**WHAT IS ASKED**
Output the material below as a two-column CSV with the columns text and reply, covering only the stretch from the line containing "of the metal" through the line containing "x=239, y=45". Put each text and its reply on one row, with each in a single quoted field and line breaks replaced by spaces.
# Start of RECORDS TO USE
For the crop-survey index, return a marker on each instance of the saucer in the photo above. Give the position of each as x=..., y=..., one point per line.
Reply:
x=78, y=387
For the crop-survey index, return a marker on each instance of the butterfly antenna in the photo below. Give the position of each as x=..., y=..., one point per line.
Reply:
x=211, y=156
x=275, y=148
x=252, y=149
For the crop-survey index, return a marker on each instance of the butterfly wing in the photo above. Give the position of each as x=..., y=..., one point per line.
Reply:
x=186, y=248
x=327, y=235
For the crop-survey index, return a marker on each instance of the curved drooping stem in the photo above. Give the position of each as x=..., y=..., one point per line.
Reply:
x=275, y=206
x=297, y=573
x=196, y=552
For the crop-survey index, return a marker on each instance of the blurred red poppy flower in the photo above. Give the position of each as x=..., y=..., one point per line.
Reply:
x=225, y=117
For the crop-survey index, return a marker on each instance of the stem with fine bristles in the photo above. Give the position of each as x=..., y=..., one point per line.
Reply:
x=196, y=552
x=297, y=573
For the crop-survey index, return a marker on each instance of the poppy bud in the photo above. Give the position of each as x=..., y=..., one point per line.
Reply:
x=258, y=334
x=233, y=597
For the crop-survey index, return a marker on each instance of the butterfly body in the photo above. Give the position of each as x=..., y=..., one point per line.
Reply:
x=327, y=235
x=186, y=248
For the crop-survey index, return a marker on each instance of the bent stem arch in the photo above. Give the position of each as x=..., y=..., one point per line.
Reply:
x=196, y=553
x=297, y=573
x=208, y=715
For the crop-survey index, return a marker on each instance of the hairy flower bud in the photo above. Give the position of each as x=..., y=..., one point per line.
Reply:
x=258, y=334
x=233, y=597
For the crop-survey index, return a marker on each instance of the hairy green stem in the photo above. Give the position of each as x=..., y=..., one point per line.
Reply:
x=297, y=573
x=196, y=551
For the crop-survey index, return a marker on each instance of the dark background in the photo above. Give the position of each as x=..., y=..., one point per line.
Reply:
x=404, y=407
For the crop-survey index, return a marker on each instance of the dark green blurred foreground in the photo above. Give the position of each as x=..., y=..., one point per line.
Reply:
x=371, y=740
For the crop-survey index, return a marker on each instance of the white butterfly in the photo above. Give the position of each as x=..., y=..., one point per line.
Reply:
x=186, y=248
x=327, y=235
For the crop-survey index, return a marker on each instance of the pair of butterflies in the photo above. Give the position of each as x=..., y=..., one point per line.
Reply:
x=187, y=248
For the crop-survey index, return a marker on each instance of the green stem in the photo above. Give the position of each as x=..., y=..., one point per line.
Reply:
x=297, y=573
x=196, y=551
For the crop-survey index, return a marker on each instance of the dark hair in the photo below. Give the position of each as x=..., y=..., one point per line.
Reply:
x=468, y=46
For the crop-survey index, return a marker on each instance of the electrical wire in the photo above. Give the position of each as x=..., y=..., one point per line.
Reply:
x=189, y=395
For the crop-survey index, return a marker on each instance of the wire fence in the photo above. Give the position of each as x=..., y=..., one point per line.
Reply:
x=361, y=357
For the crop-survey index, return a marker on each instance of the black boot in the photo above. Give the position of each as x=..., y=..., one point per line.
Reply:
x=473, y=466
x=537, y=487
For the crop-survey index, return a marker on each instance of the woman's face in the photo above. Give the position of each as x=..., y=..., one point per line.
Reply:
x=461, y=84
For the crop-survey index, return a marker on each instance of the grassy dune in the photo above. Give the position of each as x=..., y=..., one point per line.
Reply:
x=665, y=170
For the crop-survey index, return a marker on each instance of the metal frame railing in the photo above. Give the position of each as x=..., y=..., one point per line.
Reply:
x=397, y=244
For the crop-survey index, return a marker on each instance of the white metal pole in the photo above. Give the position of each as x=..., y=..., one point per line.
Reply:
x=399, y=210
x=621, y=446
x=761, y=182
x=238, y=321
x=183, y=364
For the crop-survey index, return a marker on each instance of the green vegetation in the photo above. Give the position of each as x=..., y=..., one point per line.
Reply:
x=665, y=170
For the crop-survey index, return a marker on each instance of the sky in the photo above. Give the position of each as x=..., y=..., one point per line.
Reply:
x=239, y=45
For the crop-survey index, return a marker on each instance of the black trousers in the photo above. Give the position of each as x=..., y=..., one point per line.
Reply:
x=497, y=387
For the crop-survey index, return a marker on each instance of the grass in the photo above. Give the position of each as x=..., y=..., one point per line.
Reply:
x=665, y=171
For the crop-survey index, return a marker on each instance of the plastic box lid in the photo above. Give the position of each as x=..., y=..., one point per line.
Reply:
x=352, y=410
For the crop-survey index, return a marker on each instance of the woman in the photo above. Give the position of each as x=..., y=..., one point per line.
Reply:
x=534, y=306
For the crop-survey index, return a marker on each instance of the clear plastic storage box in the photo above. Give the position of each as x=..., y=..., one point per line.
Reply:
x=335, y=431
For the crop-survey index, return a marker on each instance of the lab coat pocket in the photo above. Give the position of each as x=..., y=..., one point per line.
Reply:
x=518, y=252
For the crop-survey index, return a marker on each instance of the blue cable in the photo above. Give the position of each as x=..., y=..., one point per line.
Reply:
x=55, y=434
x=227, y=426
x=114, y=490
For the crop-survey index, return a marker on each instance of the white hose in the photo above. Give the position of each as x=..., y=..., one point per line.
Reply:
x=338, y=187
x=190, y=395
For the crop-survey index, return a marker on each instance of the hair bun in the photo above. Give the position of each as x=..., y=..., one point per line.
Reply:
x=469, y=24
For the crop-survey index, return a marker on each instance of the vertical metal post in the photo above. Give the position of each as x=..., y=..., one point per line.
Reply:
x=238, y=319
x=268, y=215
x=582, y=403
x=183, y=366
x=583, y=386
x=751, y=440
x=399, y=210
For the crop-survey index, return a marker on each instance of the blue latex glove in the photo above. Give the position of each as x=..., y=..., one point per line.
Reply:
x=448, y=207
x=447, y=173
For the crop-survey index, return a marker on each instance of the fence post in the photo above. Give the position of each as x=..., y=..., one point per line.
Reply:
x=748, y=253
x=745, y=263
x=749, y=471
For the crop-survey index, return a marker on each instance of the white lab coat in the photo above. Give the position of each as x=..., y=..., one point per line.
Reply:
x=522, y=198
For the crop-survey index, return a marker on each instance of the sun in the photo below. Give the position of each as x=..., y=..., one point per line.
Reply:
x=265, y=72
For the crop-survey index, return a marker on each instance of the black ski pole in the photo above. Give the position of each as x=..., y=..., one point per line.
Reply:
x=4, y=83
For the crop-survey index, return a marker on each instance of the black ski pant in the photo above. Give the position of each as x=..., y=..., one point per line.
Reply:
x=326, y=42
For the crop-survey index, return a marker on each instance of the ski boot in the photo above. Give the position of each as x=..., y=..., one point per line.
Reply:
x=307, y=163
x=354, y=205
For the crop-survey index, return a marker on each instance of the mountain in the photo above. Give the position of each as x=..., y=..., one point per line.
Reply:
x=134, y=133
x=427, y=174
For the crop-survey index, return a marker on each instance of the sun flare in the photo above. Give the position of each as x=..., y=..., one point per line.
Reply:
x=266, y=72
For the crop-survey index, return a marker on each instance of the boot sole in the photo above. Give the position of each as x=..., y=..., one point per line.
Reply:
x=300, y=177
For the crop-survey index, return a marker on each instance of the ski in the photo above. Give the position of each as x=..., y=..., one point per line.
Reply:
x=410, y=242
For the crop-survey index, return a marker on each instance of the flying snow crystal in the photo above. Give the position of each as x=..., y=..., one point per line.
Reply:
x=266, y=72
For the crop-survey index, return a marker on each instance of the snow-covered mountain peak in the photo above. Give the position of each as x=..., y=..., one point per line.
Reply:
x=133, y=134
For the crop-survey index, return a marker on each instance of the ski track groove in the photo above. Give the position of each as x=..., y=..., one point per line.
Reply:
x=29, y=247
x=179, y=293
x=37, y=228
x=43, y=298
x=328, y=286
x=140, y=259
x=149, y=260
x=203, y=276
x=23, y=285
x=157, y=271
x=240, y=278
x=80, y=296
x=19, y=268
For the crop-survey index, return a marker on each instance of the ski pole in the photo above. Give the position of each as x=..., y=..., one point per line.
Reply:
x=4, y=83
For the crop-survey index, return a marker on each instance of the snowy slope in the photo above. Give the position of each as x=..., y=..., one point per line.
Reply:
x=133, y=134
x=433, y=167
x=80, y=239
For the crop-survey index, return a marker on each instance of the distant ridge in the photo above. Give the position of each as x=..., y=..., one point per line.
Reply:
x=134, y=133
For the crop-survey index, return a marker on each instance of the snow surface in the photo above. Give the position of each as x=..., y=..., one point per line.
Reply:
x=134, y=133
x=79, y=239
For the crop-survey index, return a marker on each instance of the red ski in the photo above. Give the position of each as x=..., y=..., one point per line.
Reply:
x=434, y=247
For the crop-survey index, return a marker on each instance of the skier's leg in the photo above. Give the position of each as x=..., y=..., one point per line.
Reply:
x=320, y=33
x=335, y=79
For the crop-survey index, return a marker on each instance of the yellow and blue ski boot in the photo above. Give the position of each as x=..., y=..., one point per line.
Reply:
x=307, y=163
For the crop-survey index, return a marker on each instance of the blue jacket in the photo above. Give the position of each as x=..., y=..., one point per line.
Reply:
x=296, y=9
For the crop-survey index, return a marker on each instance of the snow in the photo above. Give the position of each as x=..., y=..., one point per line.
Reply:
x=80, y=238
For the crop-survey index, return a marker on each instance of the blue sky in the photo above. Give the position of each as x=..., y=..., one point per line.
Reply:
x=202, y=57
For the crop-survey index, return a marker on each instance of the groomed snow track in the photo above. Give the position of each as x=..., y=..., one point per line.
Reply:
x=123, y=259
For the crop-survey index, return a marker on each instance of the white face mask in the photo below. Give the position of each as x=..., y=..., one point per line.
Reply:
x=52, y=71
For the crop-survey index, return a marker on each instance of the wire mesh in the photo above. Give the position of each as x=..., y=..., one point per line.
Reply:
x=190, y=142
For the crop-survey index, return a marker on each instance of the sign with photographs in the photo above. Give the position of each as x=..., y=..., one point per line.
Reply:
# End of RECORDS TO USE
**REPLY TO THE TASK**
text,reply
"For the crop-survey index, return a marker on each instance of the metal frame railing in the photo above. Give the position of each as x=..., y=..., one point per line. Reply:","x=397, y=244"
"For the crop-survey index, return a marker on each instance of the white metal pole in the photo above. Give the position of each as x=..., y=..., one point per line. Reply:","x=399, y=210 x=621, y=446 x=761, y=182 x=238, y=321 x=183, y=364"
"For the crop-survey index, return a marker on each instance of the green vegetation in the photo above. Give the position of each as x=..., y=..., one point per line. Reply:","x=665, y=170"
"For the crop-survey index, return a marker on each instance of the sky in the photo above. Give the position of each as x=..., y=..., one point per line. Reply:","x=239, y=45"